• Your objective: Continue the passage below on Judge Rakoff's choice of a lead plaintiff, starting right after its last sentence.

• Given text:
— start —
Judge Rakoff noted that while he has "the very greatest respect" for Professor Hazard, he was not persuaded. First, the Professor’s statements about plaintiffs’ counsel’s incentives to pursue only viable claims are contrary to the concerns of Congress in enacting the PSLRA "regarding abusive lawyer-driven litigation."

 

And with respect to the supposed sophistication of plaintiffs and their access to sophisticated advisors, Judge Rakoff noted that the Iron Worker’s Fund’s administrator "was not particularly sophisticated in evaluating securities actions" and "only had a rough idea what this lawsuit was all about," and the "sophisticated advisors" on whom the Fund was relying were "the very lawyers who would be bringing suit."

 

Judge Rakoff concluded that he "need not determine whether there here exists a conflict of interest that violates ethical rules," since it is clear that the Iron Workers Fund is "in no position to adequately monitor the conduct of this complex litigation."

 

Which is not to say that MissPERS, the lead plaintiff he selected, is "without blemish," since it too relies on portfolio monitors and has very regularly served as a lead plaintiff. However, Judge Rakoff found that MissPERS relies on twelve different monitors, rather than a single monitor, and it employs a group of lawyers to evaluate litigation recommendations and "plainly had a sophisticated knowledge of such matters."

 

As for the objection that MissPERS was a "professional plaintiff" of the kind the PSLRA disfavors, Judge Rakoff noted that when the alternative plaintiff had little expertise, "the accumulated experience of MissPERS in pursuing multiple securities fraud actions seems a benefit more than a detriment."

 

In a final footnote, Judge Rakoff raised, but did not address, concerns about Pay-to-Play arrangements that could affect relations between plaintiffs’ firms and elected officials, but he declined to address the issue, which he said was not "presently before the Court in this case."
— end —
• Material provided:
— start —
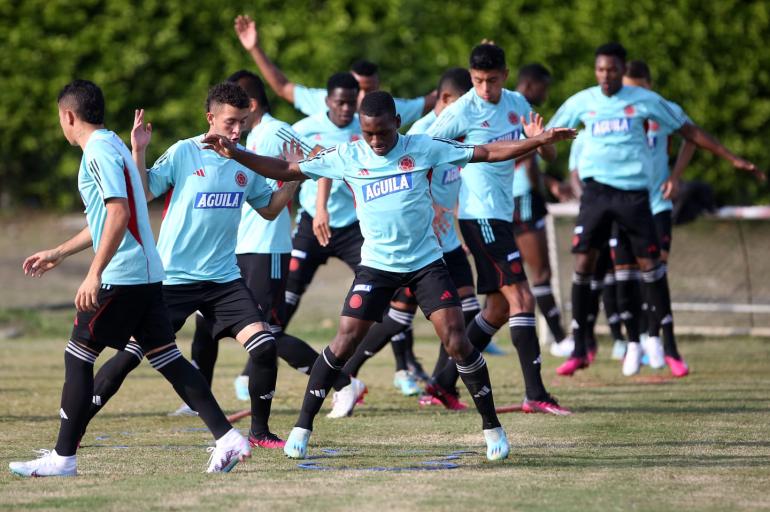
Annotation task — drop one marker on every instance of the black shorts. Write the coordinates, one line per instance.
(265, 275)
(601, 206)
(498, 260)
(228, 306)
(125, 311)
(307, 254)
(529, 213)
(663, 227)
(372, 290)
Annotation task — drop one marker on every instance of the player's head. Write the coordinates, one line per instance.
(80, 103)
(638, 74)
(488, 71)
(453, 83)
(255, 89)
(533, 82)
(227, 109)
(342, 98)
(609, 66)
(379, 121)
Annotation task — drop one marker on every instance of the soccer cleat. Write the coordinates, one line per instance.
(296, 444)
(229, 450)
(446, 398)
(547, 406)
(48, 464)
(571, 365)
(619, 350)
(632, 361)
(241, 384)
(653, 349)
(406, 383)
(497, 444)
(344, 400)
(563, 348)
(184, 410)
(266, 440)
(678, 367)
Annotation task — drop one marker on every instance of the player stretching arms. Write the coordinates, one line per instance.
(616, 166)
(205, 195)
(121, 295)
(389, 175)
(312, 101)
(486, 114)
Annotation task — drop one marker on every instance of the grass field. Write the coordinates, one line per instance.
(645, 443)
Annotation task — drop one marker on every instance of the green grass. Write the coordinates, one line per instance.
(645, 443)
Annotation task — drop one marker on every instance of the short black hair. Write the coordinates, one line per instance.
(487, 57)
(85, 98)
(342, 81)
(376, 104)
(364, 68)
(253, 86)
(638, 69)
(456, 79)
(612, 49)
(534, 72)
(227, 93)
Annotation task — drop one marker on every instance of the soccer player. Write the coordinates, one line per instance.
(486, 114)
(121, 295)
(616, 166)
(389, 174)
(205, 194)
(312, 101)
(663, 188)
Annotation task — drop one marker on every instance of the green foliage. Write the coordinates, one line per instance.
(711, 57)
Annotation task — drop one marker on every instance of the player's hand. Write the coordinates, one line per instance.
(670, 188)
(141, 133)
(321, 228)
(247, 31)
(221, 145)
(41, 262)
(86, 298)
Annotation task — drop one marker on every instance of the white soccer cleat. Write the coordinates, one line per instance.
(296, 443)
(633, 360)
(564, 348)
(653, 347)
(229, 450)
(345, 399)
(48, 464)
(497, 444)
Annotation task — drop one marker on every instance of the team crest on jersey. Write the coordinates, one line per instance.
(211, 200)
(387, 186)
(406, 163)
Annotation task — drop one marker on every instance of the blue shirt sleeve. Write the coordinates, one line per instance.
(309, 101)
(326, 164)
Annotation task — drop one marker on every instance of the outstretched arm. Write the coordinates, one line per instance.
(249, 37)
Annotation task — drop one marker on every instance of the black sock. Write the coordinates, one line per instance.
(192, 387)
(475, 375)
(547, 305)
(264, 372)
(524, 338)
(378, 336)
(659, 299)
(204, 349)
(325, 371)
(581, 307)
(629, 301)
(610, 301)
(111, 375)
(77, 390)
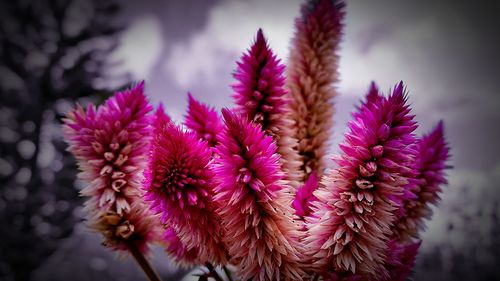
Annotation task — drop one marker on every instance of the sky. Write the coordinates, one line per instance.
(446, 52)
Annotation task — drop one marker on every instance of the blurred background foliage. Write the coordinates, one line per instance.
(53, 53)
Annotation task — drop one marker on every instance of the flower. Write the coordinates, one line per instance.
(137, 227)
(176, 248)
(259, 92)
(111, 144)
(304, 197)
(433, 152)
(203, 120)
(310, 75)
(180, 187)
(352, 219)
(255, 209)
— end —
• Written response:
It is probably worth noting that the strong language Judge Rakoff used at the April 1 hearing has drawn considerable attention in other forums. For example, in a May 5, 2009 hearing before Central District of California Judge Andrew Guilford to determine the lead plaintiff in a case pending there, Judge Guilford noted (here) that because the same law firm was involved in the case before him as in the case before Judge Rakoff, he was "concerned" by Judge Rakoff’s observations at the April 1 hearing, and he noted further that his lead plaintiff "determination will benefit" from the analysis Judge Rakoff was to provide in his then-forthcoming opinion. Clearly, Judge Rakoff’s various statements and rulings could have significance outside the confines of the specific case in which they were delivered. Special thanks to a loyal reader for a copy of the May 5 opinon

 

On the other hand, it is relevant to note that in another recent lead plaintiff decision by a judge in same courthouse as Judge Rakoff did not consider the monitoring services this particular law firm provided to the lead plaintiff to even be a relevant consideration. In a  May 22, 2009 opinion (here), Southern District of New York Judge Barbara S. Jones rejected arguments that the law firm had a conflict of interest due to the portfolio monitoring servicves it provided to the proposed lead plaintiff. Judge Jones said that "the Court has been shown no reason why this monitoring system causes any issues or impediments to teh firm's representation," noting that the firm "has substantial experience in representing shareholders in securiteis class actions" and that she "believes the firm will serve the class adequately." Special thanks to a loyal reader for a copy of the May 22 opinion.

 

Andrew Longstreath’s May 27, 2009 Law.com article about Judge Rakoff’s opinion can be found here.

 

More Problem Banks: In prior posts (most recently here), I noted concerns regarding the increasing number of failed banks, and conjectured that banking closures were likely to continue to accumulate for the foreseeable future, citing the FDIC’s estimates of the number of "problem banks."

 

In its latest Quarterly Banking Profile, released on May 26, 2009 for the first quarter of 2009 (here), the FDIC increased the number of banks on its "Problem List" from 252 at year end 2008 to 305 as of March 31, 2009, and increased the total assets at problem institutions from $159 billion to $220 billion. (The FDIC does not identify the banks it has designated as "problems" by name.)

 

To put this increase in context, the number of banks on the Problem List as of the end of the third quarter of 2008 was only 171, and at the end of the second quarter of 2008, the count was only 117. In other words, the number of banks on the Problem List not only increased 21% from year end 2008 to the end of the first quarter 2009, but it has increased 160% in just nine months between the middle of 2008 and the end of the first quarter.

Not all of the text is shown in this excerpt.